Written instruction: Please reproduce the listing below with "possession model" switched to "reference model" at every occurrence, leaving everything else unchanged.

-*-

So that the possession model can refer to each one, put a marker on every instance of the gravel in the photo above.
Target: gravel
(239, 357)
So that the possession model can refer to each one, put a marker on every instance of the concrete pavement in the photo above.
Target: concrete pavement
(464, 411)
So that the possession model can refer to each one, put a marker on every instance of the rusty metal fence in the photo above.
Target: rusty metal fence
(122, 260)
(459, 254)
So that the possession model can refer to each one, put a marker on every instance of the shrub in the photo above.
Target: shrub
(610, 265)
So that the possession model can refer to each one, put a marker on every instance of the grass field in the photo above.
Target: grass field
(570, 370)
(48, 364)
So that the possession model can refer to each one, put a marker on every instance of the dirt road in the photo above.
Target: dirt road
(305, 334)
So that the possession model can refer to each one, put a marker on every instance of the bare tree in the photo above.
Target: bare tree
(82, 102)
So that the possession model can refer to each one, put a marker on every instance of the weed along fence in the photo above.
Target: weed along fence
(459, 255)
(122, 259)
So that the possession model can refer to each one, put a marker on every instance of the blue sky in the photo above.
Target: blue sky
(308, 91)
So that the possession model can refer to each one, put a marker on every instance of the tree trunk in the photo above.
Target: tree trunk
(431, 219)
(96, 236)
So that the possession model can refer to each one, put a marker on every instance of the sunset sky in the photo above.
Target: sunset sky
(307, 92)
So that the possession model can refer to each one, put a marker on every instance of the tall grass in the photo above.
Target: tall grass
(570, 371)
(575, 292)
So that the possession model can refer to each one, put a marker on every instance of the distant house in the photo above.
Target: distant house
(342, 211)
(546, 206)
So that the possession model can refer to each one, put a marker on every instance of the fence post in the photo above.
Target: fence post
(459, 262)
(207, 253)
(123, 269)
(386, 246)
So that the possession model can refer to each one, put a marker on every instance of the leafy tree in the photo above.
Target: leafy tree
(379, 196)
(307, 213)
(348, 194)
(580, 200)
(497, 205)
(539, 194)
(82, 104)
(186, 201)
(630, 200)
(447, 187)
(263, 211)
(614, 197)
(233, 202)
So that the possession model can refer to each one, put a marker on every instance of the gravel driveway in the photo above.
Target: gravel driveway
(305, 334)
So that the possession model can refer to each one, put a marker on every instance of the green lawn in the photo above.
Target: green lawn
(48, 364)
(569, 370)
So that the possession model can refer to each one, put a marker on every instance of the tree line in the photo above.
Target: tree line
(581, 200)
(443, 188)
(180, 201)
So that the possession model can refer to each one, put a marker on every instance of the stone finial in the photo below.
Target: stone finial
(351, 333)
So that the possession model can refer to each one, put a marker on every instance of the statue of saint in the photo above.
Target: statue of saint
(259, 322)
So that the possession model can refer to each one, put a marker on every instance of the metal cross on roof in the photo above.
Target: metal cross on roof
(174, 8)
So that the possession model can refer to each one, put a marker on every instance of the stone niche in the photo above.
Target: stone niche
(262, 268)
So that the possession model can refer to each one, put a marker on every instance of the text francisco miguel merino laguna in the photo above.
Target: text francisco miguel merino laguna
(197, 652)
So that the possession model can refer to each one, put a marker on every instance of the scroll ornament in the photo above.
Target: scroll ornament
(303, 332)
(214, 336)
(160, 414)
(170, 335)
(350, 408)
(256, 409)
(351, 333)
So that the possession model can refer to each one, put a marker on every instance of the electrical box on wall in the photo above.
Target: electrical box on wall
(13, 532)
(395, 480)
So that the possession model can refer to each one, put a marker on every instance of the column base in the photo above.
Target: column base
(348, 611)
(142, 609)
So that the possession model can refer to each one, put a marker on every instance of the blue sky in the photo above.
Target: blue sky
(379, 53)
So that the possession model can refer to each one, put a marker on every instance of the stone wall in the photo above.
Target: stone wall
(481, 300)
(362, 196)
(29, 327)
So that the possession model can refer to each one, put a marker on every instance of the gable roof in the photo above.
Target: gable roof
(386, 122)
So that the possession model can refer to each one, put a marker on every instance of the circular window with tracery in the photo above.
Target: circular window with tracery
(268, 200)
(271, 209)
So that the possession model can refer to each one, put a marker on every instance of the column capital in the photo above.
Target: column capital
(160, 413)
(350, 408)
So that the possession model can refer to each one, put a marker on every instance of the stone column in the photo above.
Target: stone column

-*-

Solution below:
So that the reference model can refer to each one, put a marker on every instance of the gravel in the photo above.
Target: gravel
(239, 357)
So that the reference model can refer to each one, put a marker on every instance of the concrete pavement in the photo above.
Target: concrete pavement
(464, 411)
So that the reference model can refer to each one, put a marker on every instance of the rusty metal fence in the photo above.
Target: rusty metal fence
(122, 260)
(459, 254)
So that the reference model can refer to each one, put a marker on every instance of the shrub in the photo above.
Target: shrub
(610, 265)
So that the reference model can refer to each one, put a marker on every instance of the grass field in the photo above.
Target: grass field
(570, 370)
(48, 364)
So that the reference model can refer to each one, put a marker on every instance of the dirt road in the photo above.
Target: dirt road
(305, 334)
So that the reference model can refer to each one, put a marker on every instance of the bare tree in the photo above.
Target: bare tree
(82, 102)
So that the reference model can refer to each one, put a marker on every instance of the weed along fence in the photo above.
Target: weed along fence
(459, 255)
(122, 259)
So that the reference model can refer to each one, put a marker on every instance of the blue sky in the photo above.
Target: blue sky
(308, 91)
So that the reference model can refer to each one, put a marker on every instance of the tree trunk in the photo above.
Target: tree trunk
(431, 219)
(96, 236)
So that the reference model can refer to each one, put a marker on every instance of the sunset sky in the photo above.
Target: sunset sky
(307, 92)
So that the reference model can refer to each one, put a marker on every instance of the tall grass in the photo above.
Target: tall grass
(570, 371)
(575, 292)
So that the reference model can refer to each one, put a marker on every instance of the distant house in the photo above.
Target: distant house
(342, 211)
(546, 206)
So that the reference model can refer to each one, put a marker on every instance of the fence post in the photo above.
Target: fence post
(459, 262)
(207, 253)
(123, 269)
(386, 246)
So that the reference model can refer to each one, put a marker on every instance of the leafy tree in the photo above.
Target: leafy tree
(379, 196)
(307, 213)
(348, 194)
(580, 200)
(497, 205)
(539, 194)
(82, 104)
(186, 201)
(630, 200)
(447, 187)
(263, 211)
(614, 197)
(233, 202)
So that the reference model can refer to each one, put a marker on every instance of the gravel driveway in the photo above.
Target: gravel driveway
(305, 334)
So that the reference model can refer to each one, put a marker on every instance of the green lawn in the photo above.
Target: green lawn
(48, 364)
(569, 370)
So that the reference model can refer to each one, put a marker on every instance of the tree line in the photo above.
Target: tree line
(581, 200)
(443, 188)
(180, 201)
So that the reference model can refer to each one, put a marker on every instance of the stone finial in the photo below.
Target: stone finial
(351, 333)
So that the reference model can refer to each one, put a marker on every instance of the statue of saint in the photo above.
Target: statue of saint
(259, 322)
So that the reference model can refer to each one, put a marker on every instance of the metal cross on roof in the photo above.
Target: metal cross on roof
(174, 8)
So that the reference model can refer to each one, put a marker on every instance of the stone niche in the photo above.
Target: stone niche
(262, 268)
So that the reference model can refer to each one, put a marker on every instance of the text francisco miguel merino laguna in the photo above.
Target: text francisco miguel merino laguna
(197, 652)
So that the reference model can refer to each one, put a marker on every instance of the scroll ornament in the photo above.
Target: scroll ornament
(303, 332)
(214, 336)
(160, 414)
(170, 335)
(350, 408)
(256, 409)
(351, 333)
So that the reference model can refer to each one, put a marker on every instance of the electrical box on wall in the photo above.
Target: electrical box on wall
(13, 532)
(395, 480)
So that the reference model can refer to each one, put a marker on every instance of the column base in the photo above.
Target: column base
(348, 611)
(142, 609)
So that the reference model can refer to each one, put a marker on every instance of the blue sky in the photo above.
Target: blue sky
(379, 53)
So that the reference model can refer to each one, put a marker on every instance of the stone wall in the photo above.
Target: stone wall
(481, 300)
(362, 196)
(29, 327)
So that the reference model can refer to each one, put a marker on every instance of the gable roof in the photo above.
Target: gable roof
(386, 122)
So that the reference model can refer to each one, put a marker on every instance of the circular window with tracery in the photo above.
Target: circular window with tracery
(268, 200)
(271, 209)
So that the reference model can refer to each one, put a marker on every instance of the column capital in the photo above.
Target: column capital
(160, 413)
(350, 408)
So that the reference model can refer to each one, put a marker on every instance of the stone column in the photo above.
Target: stone column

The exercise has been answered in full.